Objective
Everything from the line containing "of the clear" through the last line of the records below should be printed exactly, please, and nothing else.
— BEGIN —
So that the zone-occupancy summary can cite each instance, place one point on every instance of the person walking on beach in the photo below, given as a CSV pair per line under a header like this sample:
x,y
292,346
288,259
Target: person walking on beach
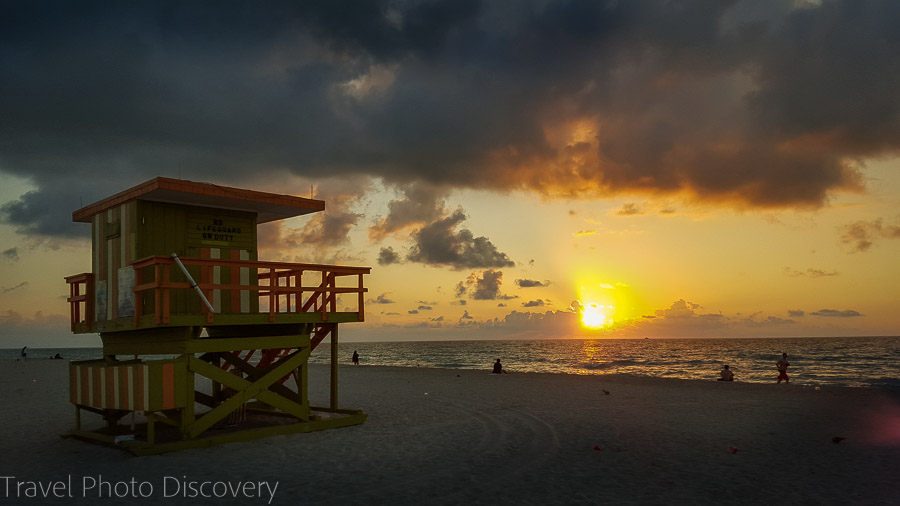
x,y
782,369
726,373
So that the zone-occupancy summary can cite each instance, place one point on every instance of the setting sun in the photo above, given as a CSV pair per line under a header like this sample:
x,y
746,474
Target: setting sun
x,y
593,316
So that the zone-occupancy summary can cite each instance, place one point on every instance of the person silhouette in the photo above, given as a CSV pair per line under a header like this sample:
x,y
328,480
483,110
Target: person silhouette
x,y
726,373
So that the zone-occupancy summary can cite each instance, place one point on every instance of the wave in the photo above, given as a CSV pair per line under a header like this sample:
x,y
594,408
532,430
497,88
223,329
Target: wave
x,y
609,365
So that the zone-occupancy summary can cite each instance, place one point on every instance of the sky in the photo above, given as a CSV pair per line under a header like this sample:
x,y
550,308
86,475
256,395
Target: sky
x,y
509,169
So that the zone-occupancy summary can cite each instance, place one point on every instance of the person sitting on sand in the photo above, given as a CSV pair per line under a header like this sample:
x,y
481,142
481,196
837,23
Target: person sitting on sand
x,y
782,369
726,373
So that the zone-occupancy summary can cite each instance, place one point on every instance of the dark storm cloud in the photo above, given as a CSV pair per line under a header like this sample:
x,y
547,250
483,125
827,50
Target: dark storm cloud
x,y
11,254
439,243
751,102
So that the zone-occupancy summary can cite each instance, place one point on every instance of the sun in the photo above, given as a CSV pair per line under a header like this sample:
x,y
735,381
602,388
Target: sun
x,y
594,317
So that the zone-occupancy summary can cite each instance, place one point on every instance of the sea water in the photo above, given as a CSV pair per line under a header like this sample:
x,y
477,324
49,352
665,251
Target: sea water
x,y
834,361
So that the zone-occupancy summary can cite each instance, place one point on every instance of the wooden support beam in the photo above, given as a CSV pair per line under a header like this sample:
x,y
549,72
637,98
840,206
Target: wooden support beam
x,y
247,390
334,364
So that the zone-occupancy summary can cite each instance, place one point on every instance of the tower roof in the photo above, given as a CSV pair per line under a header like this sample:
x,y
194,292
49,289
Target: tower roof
x,y
268,206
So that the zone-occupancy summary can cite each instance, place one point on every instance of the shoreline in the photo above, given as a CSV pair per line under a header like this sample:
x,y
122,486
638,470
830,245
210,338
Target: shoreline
x,y
449,436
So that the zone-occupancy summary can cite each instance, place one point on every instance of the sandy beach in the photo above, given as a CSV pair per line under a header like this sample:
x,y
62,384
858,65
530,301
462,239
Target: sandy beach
x,y
438,436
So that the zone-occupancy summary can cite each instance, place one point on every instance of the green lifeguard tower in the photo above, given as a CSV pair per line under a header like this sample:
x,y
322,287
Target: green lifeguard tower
x,y
203,343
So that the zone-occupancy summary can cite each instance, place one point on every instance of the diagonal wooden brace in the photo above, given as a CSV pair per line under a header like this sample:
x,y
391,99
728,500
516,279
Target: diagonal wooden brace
x,y
247,390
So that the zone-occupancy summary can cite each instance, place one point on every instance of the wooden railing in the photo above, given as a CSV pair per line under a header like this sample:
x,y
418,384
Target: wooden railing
x,y
278,287
81,299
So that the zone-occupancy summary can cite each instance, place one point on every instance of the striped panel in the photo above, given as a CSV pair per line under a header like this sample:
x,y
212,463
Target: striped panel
x,y
148,386
217,279
245,280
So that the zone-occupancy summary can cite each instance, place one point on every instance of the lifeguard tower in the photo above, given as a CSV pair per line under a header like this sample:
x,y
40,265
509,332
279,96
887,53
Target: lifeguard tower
x,y
202,342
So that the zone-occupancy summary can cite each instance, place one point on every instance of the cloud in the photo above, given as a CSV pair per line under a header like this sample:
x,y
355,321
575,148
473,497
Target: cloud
x,y
833,313
812,273
421,204
531,283
485,287
388,256
323,235
438,243
629,209
11,254
20,285
709,100
381,299
861,235
679,309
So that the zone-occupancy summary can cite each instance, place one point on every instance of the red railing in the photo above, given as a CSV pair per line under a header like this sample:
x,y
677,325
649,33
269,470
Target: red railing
x,y
81,299
278,286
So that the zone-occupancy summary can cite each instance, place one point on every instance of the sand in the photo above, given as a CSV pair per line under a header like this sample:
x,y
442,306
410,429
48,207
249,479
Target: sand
x,y
437,436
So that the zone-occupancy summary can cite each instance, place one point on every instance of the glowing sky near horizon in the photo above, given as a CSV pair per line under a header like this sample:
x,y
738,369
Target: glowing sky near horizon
x,y
681,169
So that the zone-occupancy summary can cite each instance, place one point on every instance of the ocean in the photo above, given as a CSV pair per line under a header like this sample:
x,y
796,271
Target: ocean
x,y
871,362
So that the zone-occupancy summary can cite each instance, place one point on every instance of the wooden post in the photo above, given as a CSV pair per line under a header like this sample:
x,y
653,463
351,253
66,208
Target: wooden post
x,y
334,363
187,414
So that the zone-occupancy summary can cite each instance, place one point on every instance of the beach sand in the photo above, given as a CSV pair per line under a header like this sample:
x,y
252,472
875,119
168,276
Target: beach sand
x,y
438,436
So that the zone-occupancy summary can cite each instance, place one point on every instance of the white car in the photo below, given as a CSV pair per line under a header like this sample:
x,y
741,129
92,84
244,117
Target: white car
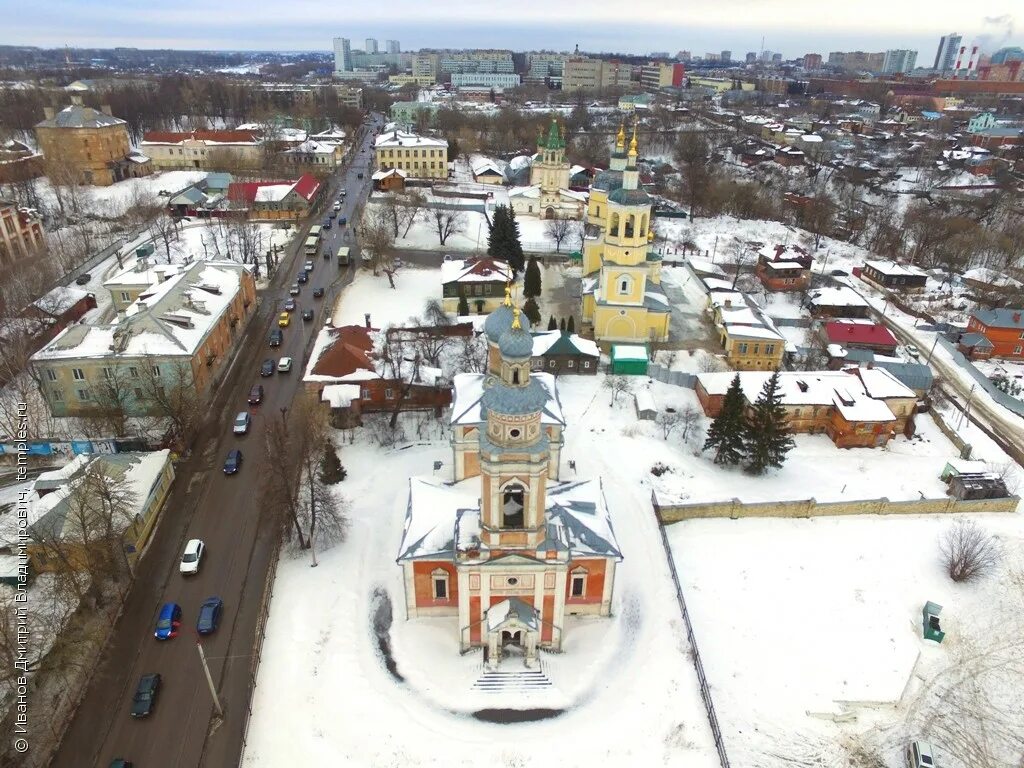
x,y
242,423
193,557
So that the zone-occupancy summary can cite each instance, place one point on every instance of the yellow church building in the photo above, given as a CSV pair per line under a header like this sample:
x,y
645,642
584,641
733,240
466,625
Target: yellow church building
x,y
623,299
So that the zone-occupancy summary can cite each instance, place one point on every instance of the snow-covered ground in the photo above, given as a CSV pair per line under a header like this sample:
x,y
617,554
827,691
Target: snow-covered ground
x,y
801,623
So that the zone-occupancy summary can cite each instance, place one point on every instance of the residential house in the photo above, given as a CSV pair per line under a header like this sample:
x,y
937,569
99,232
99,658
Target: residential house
x,y
420,157
178,333
344,372
92,143
1003,328
837,302
899,278
559,352
275,201
55,509
482,282
20,233
235,150
857,408
859,334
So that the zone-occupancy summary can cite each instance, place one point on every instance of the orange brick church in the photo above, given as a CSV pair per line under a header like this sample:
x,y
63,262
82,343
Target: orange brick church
x,y
516,552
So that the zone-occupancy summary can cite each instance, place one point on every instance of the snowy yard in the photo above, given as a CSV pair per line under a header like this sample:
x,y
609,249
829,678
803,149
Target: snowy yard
x,y
803,622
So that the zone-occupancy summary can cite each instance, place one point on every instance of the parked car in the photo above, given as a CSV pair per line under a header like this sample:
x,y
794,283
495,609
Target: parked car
x,y
168,622
242,423
145,695
233,462
192,557
209,615
921,755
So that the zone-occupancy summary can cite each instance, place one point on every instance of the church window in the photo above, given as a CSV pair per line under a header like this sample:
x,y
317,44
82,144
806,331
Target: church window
x,y
438,579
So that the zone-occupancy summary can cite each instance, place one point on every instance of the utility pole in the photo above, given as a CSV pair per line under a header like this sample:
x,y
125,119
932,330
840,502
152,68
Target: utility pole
x,y
209,680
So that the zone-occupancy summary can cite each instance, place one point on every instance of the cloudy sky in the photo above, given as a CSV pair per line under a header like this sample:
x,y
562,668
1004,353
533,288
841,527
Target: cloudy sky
x,y
792,27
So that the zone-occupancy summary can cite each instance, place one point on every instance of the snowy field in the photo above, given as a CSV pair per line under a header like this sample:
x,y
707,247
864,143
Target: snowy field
x,y
811,636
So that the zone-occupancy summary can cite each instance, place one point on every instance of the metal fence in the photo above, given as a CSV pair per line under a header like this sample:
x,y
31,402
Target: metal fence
x,y
716,729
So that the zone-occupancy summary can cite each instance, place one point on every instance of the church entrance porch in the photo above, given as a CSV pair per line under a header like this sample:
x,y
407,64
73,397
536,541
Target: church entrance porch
x,y
513,631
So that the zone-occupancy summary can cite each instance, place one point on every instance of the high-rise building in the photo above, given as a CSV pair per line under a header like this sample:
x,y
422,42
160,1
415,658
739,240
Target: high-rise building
x,y
899,60
812,61
342,54
946,54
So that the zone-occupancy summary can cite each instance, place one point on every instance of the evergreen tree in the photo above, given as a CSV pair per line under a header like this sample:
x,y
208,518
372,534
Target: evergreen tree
x,y
725,434
331,469
531,280
531,310
766,436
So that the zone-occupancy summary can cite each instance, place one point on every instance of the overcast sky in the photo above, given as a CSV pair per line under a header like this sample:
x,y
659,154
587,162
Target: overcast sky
x,y
792,27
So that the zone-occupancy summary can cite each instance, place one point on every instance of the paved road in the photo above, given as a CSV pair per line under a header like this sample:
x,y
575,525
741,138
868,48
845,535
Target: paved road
x,y
223,511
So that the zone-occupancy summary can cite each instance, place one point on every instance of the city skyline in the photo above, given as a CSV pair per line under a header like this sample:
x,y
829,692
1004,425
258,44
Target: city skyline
x,y
702,26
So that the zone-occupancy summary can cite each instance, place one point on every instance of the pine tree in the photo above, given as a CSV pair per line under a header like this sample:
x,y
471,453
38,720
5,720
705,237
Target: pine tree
x,y
532,311
531,280
766,435
725,434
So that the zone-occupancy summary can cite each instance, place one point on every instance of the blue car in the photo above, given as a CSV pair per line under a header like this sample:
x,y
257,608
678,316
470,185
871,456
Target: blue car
x,y
168,622
209,615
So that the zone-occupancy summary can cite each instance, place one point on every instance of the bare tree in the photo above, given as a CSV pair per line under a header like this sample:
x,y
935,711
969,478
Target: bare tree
x,y
968,552
448,222
558,230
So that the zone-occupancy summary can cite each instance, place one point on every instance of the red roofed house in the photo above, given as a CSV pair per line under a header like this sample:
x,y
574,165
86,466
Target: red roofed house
x,y
860,336
344,373
212,151
275,200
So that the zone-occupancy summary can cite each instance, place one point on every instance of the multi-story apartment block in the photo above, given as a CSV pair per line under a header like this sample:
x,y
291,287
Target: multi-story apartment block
x,y
419,157
20,233
92,143
177,333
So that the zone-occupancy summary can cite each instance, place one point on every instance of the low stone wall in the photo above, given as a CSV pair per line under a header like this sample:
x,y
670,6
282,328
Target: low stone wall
x,y
735,509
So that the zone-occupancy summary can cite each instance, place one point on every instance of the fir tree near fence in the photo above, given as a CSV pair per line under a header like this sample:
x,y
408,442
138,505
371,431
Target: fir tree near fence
x,y
760,438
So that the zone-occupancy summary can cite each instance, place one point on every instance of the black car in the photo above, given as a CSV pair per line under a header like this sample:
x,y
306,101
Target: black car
x,y
233,462
209,615
145,695
256,393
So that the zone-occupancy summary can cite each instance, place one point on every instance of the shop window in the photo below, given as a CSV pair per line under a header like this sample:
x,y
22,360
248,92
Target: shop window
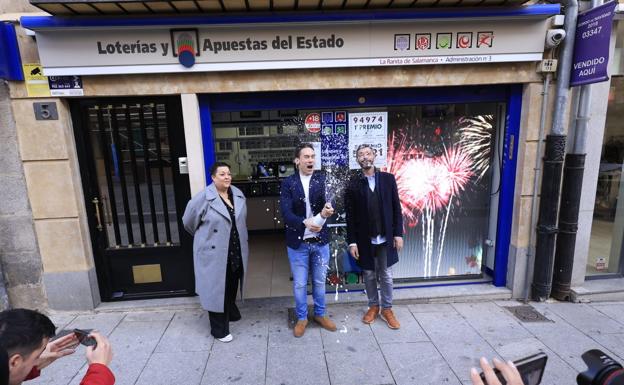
x,y
608,223
446,159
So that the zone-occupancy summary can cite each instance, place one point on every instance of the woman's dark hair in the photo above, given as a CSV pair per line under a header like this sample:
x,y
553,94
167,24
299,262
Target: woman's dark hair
x,y
216,165
4,367
22,331
301,146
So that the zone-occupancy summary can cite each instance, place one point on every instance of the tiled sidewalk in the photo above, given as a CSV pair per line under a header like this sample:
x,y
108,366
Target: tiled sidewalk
x,y
437,344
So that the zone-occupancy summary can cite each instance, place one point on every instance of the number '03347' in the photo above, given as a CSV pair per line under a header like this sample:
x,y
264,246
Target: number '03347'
x,y
591,32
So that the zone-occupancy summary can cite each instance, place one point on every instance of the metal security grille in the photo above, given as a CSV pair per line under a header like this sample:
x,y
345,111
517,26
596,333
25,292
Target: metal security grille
x,y
136,203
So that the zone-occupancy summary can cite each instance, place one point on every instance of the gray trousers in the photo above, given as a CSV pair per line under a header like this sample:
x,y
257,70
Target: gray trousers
x,y
381,274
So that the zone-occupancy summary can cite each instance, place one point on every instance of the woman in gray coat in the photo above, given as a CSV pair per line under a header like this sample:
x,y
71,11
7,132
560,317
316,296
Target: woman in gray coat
x,y
217,218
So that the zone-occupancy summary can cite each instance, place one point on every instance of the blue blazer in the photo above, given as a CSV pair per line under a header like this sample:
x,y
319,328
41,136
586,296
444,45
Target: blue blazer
x,y
292,204
356,207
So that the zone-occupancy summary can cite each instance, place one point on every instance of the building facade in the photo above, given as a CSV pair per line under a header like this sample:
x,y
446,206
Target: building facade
x,y
144,105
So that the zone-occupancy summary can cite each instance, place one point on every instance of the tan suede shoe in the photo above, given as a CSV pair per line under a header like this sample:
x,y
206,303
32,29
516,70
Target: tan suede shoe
x,y
371,314
388,316
300,328
325,323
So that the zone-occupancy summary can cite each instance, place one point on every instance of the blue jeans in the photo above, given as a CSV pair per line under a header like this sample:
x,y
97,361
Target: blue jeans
x,y
316,256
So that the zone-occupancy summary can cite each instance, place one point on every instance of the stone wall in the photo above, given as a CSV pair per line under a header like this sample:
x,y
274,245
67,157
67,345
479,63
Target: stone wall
x,y
19,252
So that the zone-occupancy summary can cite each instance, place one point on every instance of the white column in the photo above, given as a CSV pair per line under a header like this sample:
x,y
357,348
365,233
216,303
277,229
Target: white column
x,y
194,144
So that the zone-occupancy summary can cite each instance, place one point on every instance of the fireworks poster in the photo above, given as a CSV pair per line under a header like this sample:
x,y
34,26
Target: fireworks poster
x,y
368,128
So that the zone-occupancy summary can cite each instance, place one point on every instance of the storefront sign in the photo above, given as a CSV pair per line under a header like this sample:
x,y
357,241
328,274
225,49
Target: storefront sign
x,y
591,47
368,128
156,49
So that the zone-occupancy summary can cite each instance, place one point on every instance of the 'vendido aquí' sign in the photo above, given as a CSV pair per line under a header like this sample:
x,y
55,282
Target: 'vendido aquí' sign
x,y
591,47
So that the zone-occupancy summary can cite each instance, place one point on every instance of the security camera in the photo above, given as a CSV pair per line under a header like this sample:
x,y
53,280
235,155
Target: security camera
x,y
554,37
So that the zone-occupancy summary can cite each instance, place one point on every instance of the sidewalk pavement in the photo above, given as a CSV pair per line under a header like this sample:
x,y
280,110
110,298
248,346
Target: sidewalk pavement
x,y
437,344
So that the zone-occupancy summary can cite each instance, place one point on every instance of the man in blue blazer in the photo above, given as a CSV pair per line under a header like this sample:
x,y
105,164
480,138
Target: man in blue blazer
x,y
374,232
305,209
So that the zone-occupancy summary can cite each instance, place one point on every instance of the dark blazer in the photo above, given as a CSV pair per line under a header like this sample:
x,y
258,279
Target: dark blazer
x,y
356,207
292,204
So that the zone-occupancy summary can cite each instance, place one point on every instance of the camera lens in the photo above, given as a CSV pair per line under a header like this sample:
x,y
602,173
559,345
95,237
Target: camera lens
x,y
601,370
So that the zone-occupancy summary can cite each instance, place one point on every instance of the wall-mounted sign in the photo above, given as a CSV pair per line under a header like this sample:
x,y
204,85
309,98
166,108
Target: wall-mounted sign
x,y
155,49
591,46
36,82
334,139
368,128
65,85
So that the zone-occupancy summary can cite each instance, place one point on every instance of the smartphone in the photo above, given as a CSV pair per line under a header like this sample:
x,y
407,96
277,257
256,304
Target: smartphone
x,y
531,369
83,337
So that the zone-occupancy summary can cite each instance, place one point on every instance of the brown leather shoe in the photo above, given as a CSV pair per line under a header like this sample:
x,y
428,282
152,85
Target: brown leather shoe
x,y
388,316
371,314
300,328
325,323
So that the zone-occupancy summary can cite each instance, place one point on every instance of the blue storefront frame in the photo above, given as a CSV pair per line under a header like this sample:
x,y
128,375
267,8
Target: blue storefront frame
x,y
327,99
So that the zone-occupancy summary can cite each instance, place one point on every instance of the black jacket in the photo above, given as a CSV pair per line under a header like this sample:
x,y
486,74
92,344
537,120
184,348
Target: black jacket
x,y
356,207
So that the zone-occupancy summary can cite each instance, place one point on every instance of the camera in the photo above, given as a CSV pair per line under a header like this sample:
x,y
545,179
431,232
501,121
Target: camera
x,y
601,370
554,37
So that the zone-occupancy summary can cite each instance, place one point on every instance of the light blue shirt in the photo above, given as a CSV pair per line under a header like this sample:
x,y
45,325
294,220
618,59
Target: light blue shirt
x,y
379,239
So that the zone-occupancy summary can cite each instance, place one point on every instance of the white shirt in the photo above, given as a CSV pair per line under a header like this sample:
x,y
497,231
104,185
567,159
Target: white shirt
x,y
305,181
379,239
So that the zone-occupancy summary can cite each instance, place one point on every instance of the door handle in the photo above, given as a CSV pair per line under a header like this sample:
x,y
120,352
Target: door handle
x,y
96,203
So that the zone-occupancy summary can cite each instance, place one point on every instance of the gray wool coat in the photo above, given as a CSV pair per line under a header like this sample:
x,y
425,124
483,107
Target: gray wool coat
x,y
207,218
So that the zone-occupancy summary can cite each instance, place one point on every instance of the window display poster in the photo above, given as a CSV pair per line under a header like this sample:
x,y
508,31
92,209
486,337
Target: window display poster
x,y
334,139
368,128
317,159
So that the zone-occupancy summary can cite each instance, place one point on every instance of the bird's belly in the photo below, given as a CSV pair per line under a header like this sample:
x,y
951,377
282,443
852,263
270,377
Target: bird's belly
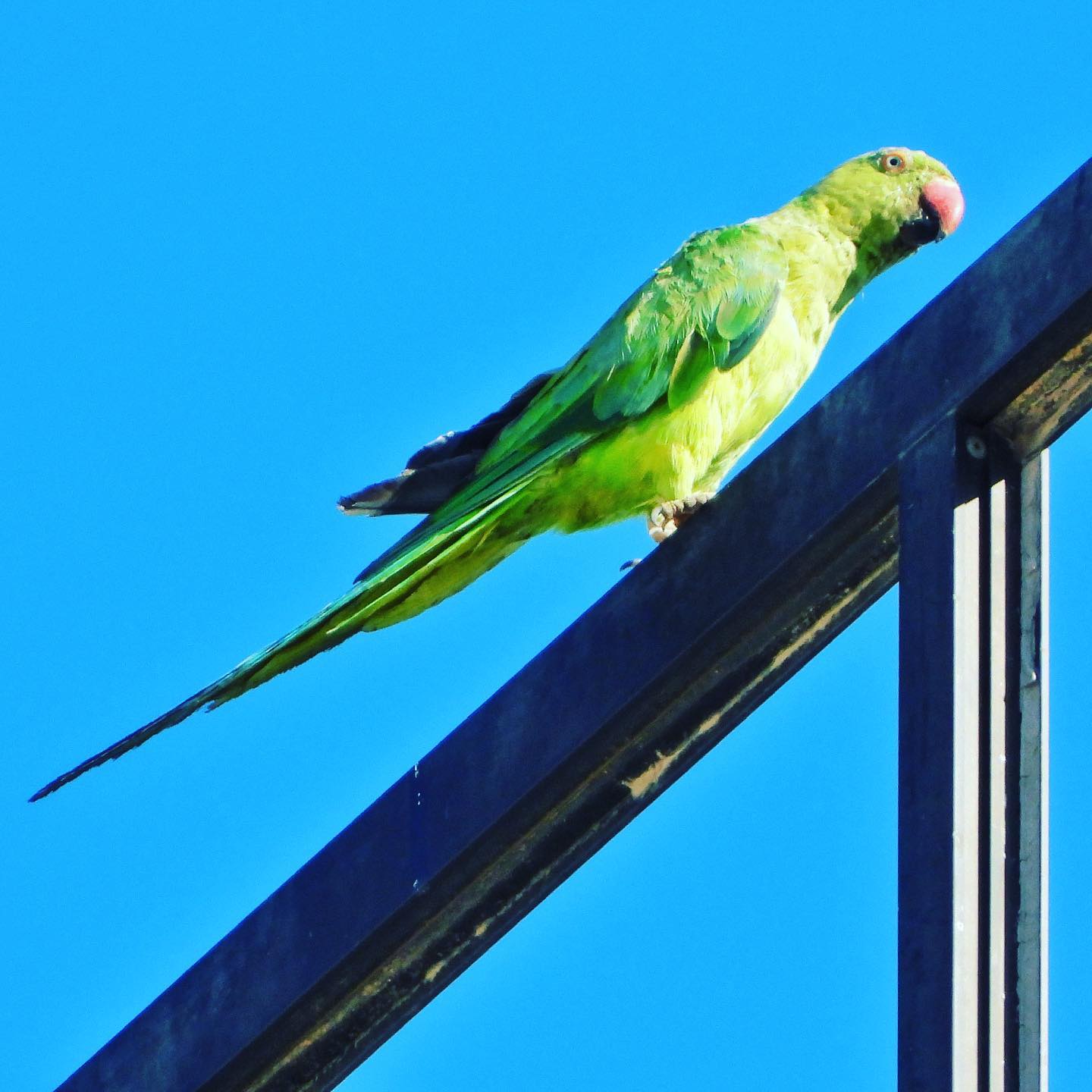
x,y
667,454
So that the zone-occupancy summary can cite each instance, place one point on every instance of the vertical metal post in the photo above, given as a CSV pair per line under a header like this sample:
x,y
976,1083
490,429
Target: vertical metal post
x,y
972,708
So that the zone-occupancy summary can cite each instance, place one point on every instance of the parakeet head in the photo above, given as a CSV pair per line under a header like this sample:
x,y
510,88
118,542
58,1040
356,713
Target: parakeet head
x,y
889,202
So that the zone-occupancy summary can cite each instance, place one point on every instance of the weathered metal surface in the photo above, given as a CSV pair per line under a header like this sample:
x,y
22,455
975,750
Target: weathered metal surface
x,y
627,699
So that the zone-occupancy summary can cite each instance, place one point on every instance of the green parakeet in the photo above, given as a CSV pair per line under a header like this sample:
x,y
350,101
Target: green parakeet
x,y
647,419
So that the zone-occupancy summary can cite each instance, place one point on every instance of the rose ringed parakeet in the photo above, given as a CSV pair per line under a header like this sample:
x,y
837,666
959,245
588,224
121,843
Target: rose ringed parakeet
x,y
647,419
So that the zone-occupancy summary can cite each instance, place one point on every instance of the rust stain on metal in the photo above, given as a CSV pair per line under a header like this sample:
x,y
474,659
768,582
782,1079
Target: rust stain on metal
x,y
1051,404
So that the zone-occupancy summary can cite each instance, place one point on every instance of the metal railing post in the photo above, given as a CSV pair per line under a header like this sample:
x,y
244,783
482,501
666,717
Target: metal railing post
x,y
971,767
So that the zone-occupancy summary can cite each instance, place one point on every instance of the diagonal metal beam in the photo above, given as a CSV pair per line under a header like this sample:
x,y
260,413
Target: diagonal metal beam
x,y
627,699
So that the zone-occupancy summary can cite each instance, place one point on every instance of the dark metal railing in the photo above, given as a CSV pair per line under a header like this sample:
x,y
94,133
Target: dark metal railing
x,y
923,466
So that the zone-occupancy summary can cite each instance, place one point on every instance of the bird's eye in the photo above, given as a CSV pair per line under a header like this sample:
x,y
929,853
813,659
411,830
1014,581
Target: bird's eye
x,y
893,163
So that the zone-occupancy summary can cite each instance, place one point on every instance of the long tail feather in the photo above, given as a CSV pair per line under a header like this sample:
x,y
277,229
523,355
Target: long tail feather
x,y
378,600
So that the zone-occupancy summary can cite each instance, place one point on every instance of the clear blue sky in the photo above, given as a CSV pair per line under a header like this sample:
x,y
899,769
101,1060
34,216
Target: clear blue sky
x,y
253,255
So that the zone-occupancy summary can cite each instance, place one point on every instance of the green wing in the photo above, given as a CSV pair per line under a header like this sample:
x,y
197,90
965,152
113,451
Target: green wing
x,y
704,309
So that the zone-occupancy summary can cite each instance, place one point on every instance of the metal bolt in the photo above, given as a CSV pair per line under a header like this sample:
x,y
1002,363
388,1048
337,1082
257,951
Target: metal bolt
x,y
975,446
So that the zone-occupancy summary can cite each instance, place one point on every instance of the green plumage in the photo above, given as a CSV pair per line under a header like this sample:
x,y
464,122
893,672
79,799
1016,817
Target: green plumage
x,y
672,390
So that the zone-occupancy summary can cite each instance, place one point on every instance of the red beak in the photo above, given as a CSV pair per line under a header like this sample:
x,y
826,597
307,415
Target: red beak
x,y
946,199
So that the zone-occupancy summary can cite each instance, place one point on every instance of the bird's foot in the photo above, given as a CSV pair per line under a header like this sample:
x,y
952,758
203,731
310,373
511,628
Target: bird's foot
— END —
Final result
So that the zone-occupancy summary can cite each instance, place one point on every instance of the clear blue sky in the photo above, given as a CSV pair per line under a header like this sample:
x,y
899,769
101,1060
34,216
Target: clear blue sky
x,y
253,255
So that the zone-occupancy summary can cite each instance, place one point on every instance of the green wing in the photo above, given as a CSV pair per line under a header like this sample:
x,y
197,90
965,152
113,451
Target: green wing
x,y
704,309
So that the zone-occupancy summary can cite each instance, place one point on every instance of the metal bolt in the photo above, given as a CSV pair per line under a header like this sample:
x,y
1002,363
388,1048
337,1082
257,951
Target: metal bolt
x,y
975,446
So that the zone-occupancy summary can cite each instance, place one point on every instance of the green plumage in the photo above, given as a CSV pair per line under a header like this sample:
x,y
464,122
893,672
79,799
1016,817
Target: green plumage
x,y
672,390
So that the zone-occupancy summary can cite each instance, place one point on every instance of the red beak in the photo above, given as a CSV pair per line under a header like this sample:
x,y
826,597
307,415
Target: red beak
x,y
946,199
So that the zone-occupancy summary can cite each instance, place one point on every instance of the bird's foot in the photo above, given as a CSV pair per line under a header like this sample:
x,y
952,758
203,731
310,373
511,628
Target: bird's foot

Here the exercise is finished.